* EXCERPT TO READ:
Moreover, when we turn to many of the prophets, we see a God who is intimately involved with the lives of "His people, Israel." In Hosea, God announces that He reared Israel like a child, gave it nourishment, and held it in His arms. In Jonah, we learn that Jonah's resistance to God most likely comes from Jonah's knowledge that if the wicked repent from their ways, then God will forgive them and not punish them. This shows that God reacts to the things we do. God is relationally involved in the lives of God's creation.

In the New Testament, "In the beginning was the Word, and the Word was with God, and the Word was God....All things came into being through Him, and apart from Him nothing came into being that has come into being....And the Word became flesh, and dwelt among us, and we saw His glory, glory as of the only begotten from the Father" (John 1:1, 3, 14) Need I say more?

This brings us back to the questions with which this post began:
Does God need us? In what sense is our existence necessary to or for God? Ultimately, what purpose do humans serve as God's creations? If we follow the God of the philosophers, then the answer is a definitive, NO! God as the unmoved mover and First cause needs nothing. This god is completely self-sufficient. However, if we follow the God revealed through Scripture, then the answer is, at least for me, a definitive, YES! God entered into a relationship with us when God created us. Thus, God needs us.

To what extent does God need us? Or, in what sense is our existence necessary to or for God? For this, I turn to Anselm of Canterbury. In Anselm's Cur Deus Homo, he lays out his understanding for why it was "fitting" or necessary for God to become human. In other words, why was the incarnation necessary from God's end. I do not want to explain his reasoning—mainly because I already wrote a paper about it, which I will send to you if you would like—but I do want to borrow his explanation of God being necessitated or required to do something. Anselm argues that God is not necessitated by any external force (i.e. from humans, justice, morality, etc.). However, God is internally necessitated by God's self. In the same way, God does not need us to the extent that we force this necessity upon God. Rather, God needs us in an internal sense because God created us and entered into a relationship with us. Therefore, God needs us to participate and interact within this relationship. I could lay out what I think this participation looks like, but I feel like that would be superfluous for a blog post—after all, this post is getting quite long. Moreover, doesn't our participation depend on our context?Thus, I end with a question for you:

What does your participation look like with the relational God who needs us? peace

Comments

I go back and forth. Even though God is a relational God - he CHOSE to be that way when he created humanity because we were a unique creation he could have a relationship with.

* YOUR TASK:
In the post about whether God needs us, reproduce the text from "I go back and" up to and including "a relationship with.", changing "humanity" to "humankind".

* COLLECTED DATA:
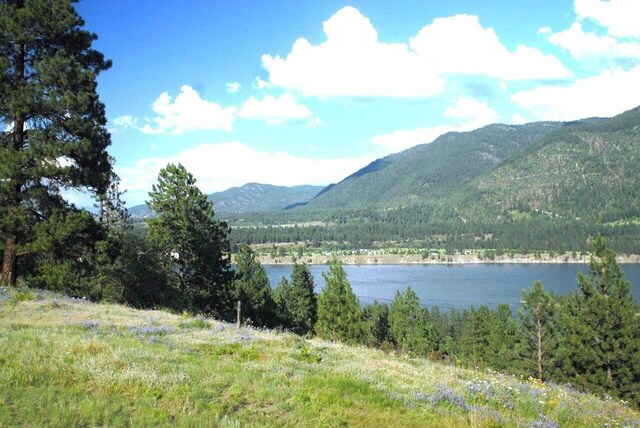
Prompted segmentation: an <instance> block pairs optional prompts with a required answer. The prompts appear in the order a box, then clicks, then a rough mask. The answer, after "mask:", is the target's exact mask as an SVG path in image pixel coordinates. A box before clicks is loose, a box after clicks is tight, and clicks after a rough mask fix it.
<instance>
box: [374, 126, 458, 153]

* YOUR RESPONSE:
I go back and forth. Even though God is a relational God - he CHOSE to be that way when he created humankind because we were a unique creation he could have a relationship with.